WHAT YOU WILL DO: Leave out all pictures while repeating the records exactly and completely.
+ + + + +
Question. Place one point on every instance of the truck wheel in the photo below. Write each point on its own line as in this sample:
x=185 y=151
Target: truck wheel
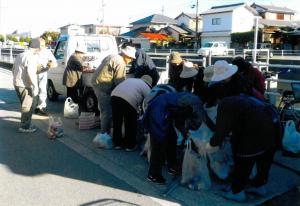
x=51 y=93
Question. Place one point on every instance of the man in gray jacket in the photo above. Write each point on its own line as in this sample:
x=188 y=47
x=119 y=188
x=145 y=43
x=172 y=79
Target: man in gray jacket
x=25 y=83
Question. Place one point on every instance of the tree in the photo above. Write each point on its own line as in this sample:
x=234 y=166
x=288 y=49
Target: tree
x=50 y=36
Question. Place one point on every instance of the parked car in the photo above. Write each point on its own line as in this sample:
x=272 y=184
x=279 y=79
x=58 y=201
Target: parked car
x=98 y=47
x=216 y=48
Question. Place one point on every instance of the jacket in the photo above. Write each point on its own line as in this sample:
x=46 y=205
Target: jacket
x=24 y=70
x=72 y=72
x=165 y=108
x=254 y=125
x=110 y=73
+ + + + +
SOLUTION TO THIS TASK:
Question. Place one point on every instance of the truck wheel in the photo below. Write each point on its own line as in this sample:
x=185 y=151
Target: truck wheel
x=51 y=93
Question. Place one point on every instance of the man in gray jacket in the photo above. Write each point on its own line as in this sample:
x=188 y=47
x=119 y=188
x=145 y=43
x=172 y=79
Target: man in gray jacket
x=25 y=83
Question. Place one point on every instance of the tree in the photo above. Write each point on its own line as in this sample:
x=234 y=166
x=288 y=49
Target: tree
x=50 y=36
Question. Place one point on every instance of the parked car in the photo above. Write each point on its own line as in this sample:
x=272 y=184
x=279 y=79
x=58 y=201
Target: parked car
x=98 y=47
x=216 y=48
Question. Place one point on every instance of the jacket in the photo above. Write each point on its own line as in this sample:
x=46 y=205
Target: jacket
x=24 y=70
x=72 y=72
x=165 y=108
x=254 y=125
x=110 y=73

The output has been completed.